» **GIVEN PROBLEM 1**
Summarize the Skyfall review below in two sentences.
» **GIVEN PROBLEM 2**
In the Skyfall review, how does the writer usually watch Bond films?

Just for a change of pace, I thought I’d post this piece about a big screen offering instead of a small screen one.
The review – no spoilers
First things first, just a very basic review of the film. It’s a great Bond film, possibly a contender for the best Bond film ever. I however am not a huge Bond fan, I watch them more as isolated, slightly throw-away thrillers rather than as some hallowed hero that’s been with me since childhood. Even on those grounds however, Skyfall is a good film. The action sequences are stunning with impressive stunts, beautiful locations and absolutely gorgeous filming. The plot itself is mercifully straightforward, which is brilliant because it means you don’t need to have long exposition scenes or just give up on it because it’s too convoluted. Finally, what raises it above other similar films is that there’s some interesting character bits going on alongside all the running and shooting. Finally, there’s a light dusting of understated humour through it giving it all the perfect combination of heart and soul.
So you can go along and enjoy a couple of hours of entertainment and all is well. Or you can keep reading.
The problem – no spoilers but it may damage your enjoyment of the film.

» **GIVEN ENTRIES**
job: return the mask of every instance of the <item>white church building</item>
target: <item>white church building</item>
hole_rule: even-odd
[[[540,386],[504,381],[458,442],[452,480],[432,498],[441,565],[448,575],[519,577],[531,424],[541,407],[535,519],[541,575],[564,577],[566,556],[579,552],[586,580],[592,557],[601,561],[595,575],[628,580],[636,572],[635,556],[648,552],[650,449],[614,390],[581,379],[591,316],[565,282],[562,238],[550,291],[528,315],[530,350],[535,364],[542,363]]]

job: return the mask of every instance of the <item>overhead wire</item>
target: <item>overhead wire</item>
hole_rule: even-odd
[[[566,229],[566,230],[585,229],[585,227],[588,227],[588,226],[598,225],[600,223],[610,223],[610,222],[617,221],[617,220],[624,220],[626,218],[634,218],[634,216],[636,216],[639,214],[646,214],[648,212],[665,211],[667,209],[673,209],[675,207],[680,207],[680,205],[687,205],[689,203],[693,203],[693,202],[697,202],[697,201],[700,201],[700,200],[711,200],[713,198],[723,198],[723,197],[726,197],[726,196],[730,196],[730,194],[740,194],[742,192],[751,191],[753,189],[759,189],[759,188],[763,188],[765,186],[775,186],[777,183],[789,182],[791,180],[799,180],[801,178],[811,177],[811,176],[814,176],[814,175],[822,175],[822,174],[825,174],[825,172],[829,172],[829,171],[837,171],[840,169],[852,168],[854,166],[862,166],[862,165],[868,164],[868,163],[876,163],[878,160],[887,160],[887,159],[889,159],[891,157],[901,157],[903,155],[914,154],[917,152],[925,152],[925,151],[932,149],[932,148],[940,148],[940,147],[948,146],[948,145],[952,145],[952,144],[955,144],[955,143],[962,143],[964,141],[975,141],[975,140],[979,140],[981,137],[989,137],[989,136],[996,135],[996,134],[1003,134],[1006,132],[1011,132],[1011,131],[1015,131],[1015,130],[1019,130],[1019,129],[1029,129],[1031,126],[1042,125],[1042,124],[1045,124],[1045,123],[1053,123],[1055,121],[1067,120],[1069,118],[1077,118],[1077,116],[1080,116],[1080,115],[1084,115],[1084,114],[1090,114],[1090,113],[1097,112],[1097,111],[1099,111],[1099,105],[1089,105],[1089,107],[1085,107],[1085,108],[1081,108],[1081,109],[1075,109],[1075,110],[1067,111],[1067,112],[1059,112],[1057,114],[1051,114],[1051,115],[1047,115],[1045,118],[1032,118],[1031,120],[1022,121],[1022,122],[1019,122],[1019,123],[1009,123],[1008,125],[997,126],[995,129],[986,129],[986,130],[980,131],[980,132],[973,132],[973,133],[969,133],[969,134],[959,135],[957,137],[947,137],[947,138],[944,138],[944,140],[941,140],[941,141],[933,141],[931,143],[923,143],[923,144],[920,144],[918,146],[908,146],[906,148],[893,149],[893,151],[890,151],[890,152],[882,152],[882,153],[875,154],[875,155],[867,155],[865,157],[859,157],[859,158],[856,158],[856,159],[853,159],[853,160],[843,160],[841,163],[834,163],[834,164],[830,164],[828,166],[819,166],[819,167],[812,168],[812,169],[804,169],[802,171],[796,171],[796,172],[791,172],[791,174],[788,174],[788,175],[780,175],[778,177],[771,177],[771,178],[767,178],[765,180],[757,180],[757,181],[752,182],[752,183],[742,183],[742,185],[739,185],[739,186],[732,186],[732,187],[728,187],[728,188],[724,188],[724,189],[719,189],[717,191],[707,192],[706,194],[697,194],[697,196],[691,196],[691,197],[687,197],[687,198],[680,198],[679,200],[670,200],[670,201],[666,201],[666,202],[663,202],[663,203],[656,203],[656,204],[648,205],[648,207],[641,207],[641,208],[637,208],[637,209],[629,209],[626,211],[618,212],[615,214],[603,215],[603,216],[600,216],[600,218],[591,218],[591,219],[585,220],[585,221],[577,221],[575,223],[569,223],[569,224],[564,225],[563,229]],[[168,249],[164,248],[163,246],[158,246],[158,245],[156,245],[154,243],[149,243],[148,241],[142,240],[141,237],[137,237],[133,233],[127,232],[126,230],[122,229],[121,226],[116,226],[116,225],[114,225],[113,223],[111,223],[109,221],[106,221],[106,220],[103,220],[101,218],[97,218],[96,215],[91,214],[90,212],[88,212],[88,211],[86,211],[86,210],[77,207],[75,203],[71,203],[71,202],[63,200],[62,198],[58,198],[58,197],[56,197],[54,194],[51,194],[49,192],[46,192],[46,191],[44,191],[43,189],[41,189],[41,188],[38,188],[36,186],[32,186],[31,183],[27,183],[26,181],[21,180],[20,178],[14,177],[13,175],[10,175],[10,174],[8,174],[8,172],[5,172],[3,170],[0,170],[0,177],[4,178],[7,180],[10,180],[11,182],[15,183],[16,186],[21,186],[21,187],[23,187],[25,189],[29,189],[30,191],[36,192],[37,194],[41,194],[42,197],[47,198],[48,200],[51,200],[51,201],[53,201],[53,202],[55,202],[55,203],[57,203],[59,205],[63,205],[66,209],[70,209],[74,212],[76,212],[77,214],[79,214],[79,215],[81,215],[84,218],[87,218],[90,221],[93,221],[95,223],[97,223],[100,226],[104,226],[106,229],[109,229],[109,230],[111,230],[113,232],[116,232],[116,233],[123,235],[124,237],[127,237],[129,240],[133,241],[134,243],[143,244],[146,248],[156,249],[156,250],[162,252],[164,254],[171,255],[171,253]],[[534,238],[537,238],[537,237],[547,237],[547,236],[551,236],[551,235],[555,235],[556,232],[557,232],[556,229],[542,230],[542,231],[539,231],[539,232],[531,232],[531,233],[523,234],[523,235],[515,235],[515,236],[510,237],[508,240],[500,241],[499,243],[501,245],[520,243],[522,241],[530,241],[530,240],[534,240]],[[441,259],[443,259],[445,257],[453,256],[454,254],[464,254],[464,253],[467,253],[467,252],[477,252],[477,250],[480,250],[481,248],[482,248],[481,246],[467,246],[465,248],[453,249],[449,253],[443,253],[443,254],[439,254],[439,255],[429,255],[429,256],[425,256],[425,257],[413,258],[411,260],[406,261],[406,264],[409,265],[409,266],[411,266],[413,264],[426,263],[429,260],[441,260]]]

» **EXPECTED OUTPUT 1**
The writer calls Skyfall a great Bond film, possibly a contender for the best ever, and a good film even for someone who is not a huge Bond fan. It praises the stunning action sequences, beautiful locations, gorgeous filming, straightforward plot, interesting character moments and light, understated humor.

» **EXPECTED OUTPUT 2**
As isolated, slightly throw-away thrillers.